» Description of the task: Nothing but an exact copy of the data should be output.

» Provided entries:
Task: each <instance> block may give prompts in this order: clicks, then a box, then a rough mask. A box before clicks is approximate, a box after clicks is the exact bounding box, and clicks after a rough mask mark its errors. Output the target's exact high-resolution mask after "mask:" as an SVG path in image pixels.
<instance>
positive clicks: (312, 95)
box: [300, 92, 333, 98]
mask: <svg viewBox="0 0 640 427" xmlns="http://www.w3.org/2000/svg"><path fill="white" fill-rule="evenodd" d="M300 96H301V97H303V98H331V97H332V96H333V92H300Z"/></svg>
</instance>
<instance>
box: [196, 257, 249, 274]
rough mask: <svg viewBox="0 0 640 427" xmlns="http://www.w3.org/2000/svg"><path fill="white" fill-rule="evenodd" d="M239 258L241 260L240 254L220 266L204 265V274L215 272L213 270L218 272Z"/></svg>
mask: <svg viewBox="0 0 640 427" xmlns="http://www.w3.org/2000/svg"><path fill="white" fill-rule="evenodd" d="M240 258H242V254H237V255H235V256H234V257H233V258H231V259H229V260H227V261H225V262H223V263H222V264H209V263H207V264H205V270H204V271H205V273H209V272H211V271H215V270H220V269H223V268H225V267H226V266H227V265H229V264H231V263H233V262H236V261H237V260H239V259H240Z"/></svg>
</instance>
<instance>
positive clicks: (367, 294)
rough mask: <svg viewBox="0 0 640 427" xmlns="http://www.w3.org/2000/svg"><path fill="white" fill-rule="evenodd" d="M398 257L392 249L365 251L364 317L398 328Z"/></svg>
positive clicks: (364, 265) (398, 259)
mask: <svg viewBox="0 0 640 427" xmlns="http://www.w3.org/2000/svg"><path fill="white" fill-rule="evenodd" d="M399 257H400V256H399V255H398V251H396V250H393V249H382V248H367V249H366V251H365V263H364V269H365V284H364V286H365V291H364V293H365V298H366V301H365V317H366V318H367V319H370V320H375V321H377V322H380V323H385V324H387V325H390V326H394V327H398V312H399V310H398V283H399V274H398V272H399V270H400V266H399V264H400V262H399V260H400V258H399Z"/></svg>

» Exercise solution:
Task: each <instance> block may give prompts in this order: clicks, then a box, then a rough mask. A box before clicks is approximate, a box after clicks is the exact bounding box, and clicks after a rough mask mark its errors. Output the target's exact high-resolution mask after "mask:" as an SVG path in image pixels.
<instance>
positive clicks: (312, 95)
box: [300, 92, 333, 98]
mask: <svg viewBox="0 0 640 427" xmlns="http://www.w3.org/2000/svg"><path fill="white" fill-rule="evenodd" d="M300 96H301V97H303V98H331V97H332V96H333V92H300Z"/></svg>
</instance>
<instance>
box: [196, 257, 249, 274]
rough mask: <svg viewBox="0 0 640 427" xmlns="http://www.w3.org/2000/svg"><path fill="white" fill-rule="evenodd" d="M239 258L241 260L240 254L220 266L204 265V274L215 272L213 270L218 272Z"/></svg>
mask: <svg viewBox="0 0 640 427" xmlns="http://www.w3.org/2000/svg"><path fill="white" fill-rule="evenodd" d="M240 258H242V254H237V255H235V256H234V257H233V258H231V259H229V260H227V261H225V262H223V263H222V264H209V263H207V264H205V270H204V271H205V273H209V272H211V271H215V270H220V269H223V268H225V267H226V266H227V265H229V264H231V263H233V262H236V261H237V260H239V259H240Z"/></svg>
</instance>
<instance>
positive clicks: (367, 294)
rough mask: <svg viewBox="0 0 640 427" xmlns="http://www.w3.org/2000/svg"><path fill="white" fill-rule="evenodd" d="M398 257L392 249L365 251L364 317L398 328Z"/></svg>
positive clicks: (364, 265) (398, 259)
mask: <svg viewBox="0 0 640 427" xmlns="http://www.w3.org/2000/svg"><path fill="white" fill-rule="evenodd" d="M399 257H400V256H399V255H398V251H396V250H393V249H382V248H367V249H366V251H365V263H364V269H365V284H364V286H365V291H364V293H365V298H366V301H365V317H366V318H367V319H370V320H375V321H377V322H380V323H385V324H387V325H390V326H394V327H398V312H399V310H398V283H399V274H398V272H399V270H400V266H399V264H400V262H399V260H400V258H399Z"/></svg>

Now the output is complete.